*** Supplied records ***
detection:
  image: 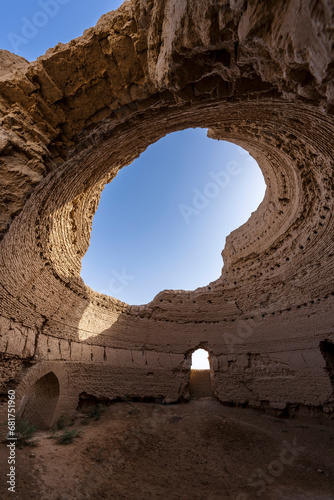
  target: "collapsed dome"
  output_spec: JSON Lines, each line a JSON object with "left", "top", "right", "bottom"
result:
{"left": 0, "top": 0, "right": 333, "bottom": 415}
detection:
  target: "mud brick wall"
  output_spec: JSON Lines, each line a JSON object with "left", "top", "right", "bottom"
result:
{"left": 0, "top": 0, "right": 333, "bottom": 426}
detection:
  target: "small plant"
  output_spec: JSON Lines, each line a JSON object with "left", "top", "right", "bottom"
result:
{"left": 87, "top": 403, "right": 105, "bottom": 421}
{"left": 57, "top": 428, "right": 82, "bottom": 445}
{"left": 54, "top": 414, "right": 67, "bottom": 430}
{"left": 52, "top": 414, "right": 74, "bottom": 433}
{"left": 15, "top": 420, "right": 38, "bottom": 449}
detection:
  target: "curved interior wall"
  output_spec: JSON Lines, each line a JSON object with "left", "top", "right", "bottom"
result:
{"left": 0, "top": 0, "right": 334, "bottom": 423}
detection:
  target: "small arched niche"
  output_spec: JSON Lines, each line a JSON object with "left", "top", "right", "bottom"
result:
{"left": 189, "top": 348, "right": 214, "bottom": 399}
{"left": 18, "top": 372, "right": 60, "bottom": 429}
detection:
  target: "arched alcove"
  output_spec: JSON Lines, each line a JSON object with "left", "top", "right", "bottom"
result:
{"left": 18, "top": 372, "right": 60, "bottom": 429}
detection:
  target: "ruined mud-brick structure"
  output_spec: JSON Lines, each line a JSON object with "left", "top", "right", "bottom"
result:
{"left": 0, "top": 0, "right": 334, "bottom": 429}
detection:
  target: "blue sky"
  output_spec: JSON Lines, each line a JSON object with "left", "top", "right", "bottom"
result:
{"left": 0, "top": 0, "right": 124, "bottom": 61}
{"left": 1, "top": 1, "right": 266, "bottom": 309}
{"left": 82, "top": 129, "right": 265, "bottom": 304}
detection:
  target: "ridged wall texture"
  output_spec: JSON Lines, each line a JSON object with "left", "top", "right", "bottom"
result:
{"left": 0, "top": 0, "right": 333, "bottom": 425}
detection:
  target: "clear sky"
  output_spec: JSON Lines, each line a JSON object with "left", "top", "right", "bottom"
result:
{"left": 82, "top": 129, "right": 265, "bottom": 304}
{"left": 1, "top": 1, "right": 266, "bottom": 310}
{"left": 0, "top": 0, "right": 124, "bottom": 61}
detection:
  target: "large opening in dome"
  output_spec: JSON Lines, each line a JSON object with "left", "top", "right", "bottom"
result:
{"left": 80, "top": 128, "right": 266, "bottom": 304}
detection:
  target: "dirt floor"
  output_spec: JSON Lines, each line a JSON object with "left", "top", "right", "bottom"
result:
{"left": 1, "top": 398, "right": 334, "bottom": 500}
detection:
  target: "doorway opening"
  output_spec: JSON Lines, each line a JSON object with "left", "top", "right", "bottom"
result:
{"left": 189, "top": 348, "right": 214, "bottom": 398}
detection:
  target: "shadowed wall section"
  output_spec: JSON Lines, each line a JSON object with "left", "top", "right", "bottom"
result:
{"left": 189, "top": 372, "right": 214, "bottom": 399}
{"left": 18, "top": 372, "right": 60, "bottom": 429}
{"left": 0, "top": 0, "right": 333, "bottom": 424}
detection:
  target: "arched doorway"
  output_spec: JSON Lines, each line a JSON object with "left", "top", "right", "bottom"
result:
{"left": 189, "top": 348, "right": 214, "bottom": 399}
{"left": 19, "top": 372, "right": 60, "bottom": 429}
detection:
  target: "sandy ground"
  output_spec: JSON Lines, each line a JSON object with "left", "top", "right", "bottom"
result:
{"left": 1, "top": 398, "right": 334, "bottom": 500}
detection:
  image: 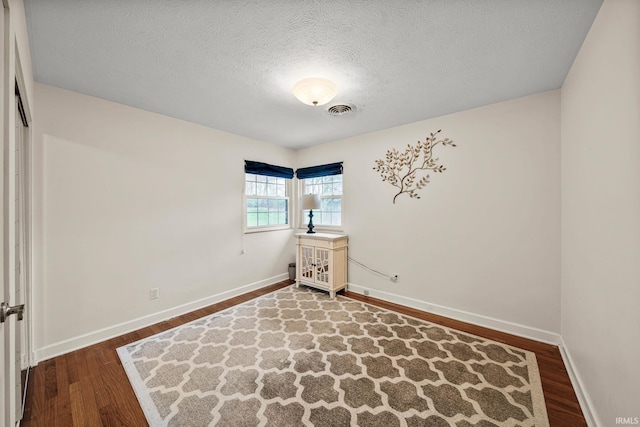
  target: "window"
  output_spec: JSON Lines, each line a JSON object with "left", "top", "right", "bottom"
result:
{"left": 297, "top": 162, "right": 343, "bottom": 228}
{"left": 244, "top": 161, "right": 293, "bottom": 231}
{"left": 301, "top": 175, "right": 343, "bottom": 227}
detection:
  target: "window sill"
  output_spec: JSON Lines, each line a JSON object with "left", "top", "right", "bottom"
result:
{"left": 244, "top": 226, "right": 293, "bottom": 234}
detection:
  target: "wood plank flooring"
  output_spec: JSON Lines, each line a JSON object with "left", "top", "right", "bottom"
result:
{"left": 21, "top": 281, "right": 587, "bottom": 426}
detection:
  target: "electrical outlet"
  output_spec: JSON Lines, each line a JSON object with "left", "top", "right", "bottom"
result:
{"left": 364, "top": 289, "right": 370, "bottom": 296}
{"left": 149, "top": 288, "right": 159, "bottom": 300}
*** End of Supplied records ***
• **What is needed**
Scan the entries above for the string "brick", and copy every line where it turns up.

• **Solved exercise**
  target: "mud brick wall"
  target: "ruined mud-brick structure"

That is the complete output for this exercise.